— Instructions to follow —
Give back the line that contains "Would you mind pointing to the blue" and every following line, exactly as they appear, through the end of the data.

Data to process below:

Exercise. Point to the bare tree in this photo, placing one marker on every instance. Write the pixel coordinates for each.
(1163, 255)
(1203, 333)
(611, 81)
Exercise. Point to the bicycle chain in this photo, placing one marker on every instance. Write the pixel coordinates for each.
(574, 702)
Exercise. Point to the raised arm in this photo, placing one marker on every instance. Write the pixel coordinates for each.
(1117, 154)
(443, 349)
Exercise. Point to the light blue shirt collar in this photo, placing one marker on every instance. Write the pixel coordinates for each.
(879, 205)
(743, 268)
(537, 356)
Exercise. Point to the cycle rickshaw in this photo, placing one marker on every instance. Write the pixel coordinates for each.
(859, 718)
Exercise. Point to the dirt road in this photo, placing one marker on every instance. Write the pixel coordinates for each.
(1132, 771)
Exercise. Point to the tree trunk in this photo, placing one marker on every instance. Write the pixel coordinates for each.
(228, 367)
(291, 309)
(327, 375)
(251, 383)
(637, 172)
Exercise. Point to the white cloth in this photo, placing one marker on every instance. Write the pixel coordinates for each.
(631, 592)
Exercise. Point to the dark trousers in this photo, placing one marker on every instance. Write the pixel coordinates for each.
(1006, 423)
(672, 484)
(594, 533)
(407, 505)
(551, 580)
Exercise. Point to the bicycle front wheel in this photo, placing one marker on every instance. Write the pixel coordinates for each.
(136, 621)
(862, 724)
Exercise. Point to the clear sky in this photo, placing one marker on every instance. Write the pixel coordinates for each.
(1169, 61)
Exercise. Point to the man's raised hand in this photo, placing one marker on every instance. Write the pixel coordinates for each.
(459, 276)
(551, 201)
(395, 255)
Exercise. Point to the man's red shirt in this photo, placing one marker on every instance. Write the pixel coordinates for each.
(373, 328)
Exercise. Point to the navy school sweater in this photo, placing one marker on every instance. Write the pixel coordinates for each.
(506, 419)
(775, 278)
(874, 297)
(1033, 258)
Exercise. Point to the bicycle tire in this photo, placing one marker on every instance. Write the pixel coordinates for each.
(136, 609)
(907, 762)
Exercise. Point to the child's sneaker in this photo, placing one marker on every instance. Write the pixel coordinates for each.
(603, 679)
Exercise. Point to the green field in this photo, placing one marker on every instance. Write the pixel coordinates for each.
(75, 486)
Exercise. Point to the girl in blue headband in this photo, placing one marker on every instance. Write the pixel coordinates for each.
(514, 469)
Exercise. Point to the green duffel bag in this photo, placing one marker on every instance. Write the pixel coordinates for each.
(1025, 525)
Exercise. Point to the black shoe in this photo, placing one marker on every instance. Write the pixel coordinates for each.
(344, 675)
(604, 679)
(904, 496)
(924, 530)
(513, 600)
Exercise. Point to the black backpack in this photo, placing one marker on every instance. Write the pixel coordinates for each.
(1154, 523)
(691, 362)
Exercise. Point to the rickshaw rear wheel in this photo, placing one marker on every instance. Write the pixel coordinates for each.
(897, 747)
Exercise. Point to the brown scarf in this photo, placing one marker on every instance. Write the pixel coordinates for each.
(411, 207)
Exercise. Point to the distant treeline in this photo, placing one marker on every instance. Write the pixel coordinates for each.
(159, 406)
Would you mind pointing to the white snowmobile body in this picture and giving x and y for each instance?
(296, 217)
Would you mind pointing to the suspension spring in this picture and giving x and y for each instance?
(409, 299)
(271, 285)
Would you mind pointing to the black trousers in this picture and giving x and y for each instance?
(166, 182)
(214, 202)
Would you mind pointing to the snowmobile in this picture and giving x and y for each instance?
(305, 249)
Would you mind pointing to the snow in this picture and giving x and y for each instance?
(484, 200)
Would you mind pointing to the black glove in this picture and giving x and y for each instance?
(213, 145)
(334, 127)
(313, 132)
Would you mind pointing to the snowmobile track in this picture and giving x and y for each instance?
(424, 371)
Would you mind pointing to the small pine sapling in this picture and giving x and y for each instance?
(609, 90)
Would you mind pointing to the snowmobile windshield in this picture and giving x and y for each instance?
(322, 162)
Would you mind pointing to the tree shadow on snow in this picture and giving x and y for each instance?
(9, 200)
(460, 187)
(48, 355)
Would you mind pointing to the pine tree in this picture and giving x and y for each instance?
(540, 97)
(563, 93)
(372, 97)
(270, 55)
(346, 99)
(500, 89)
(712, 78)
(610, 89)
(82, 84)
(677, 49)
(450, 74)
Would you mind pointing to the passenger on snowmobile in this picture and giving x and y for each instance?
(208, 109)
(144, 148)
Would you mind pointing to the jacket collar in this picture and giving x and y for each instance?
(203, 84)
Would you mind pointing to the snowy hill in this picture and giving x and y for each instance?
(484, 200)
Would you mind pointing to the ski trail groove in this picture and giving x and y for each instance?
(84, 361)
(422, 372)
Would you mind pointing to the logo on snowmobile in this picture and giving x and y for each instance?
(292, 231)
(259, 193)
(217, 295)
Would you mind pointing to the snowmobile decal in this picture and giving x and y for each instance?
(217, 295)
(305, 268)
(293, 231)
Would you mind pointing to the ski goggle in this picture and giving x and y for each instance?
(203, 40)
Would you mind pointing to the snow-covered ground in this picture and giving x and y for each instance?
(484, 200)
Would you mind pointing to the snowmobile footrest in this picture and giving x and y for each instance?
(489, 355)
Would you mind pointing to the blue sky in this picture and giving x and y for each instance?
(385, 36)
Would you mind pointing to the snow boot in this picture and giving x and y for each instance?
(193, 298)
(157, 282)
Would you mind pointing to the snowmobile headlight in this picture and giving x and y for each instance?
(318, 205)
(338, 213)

End of Data to process.

— Written response —
Would you mind pointing to the blue sky in this picture and giving x and y for each instance?
(385, 36)
Would you mind pointing to the snow boot in this picture and giving x and y for each instance?
(193, 298)
(157, 282)
Would you mind pointing to the snowmobile headlight in this picture and giving x and y for each instance?
(318, 205)
(338, 213)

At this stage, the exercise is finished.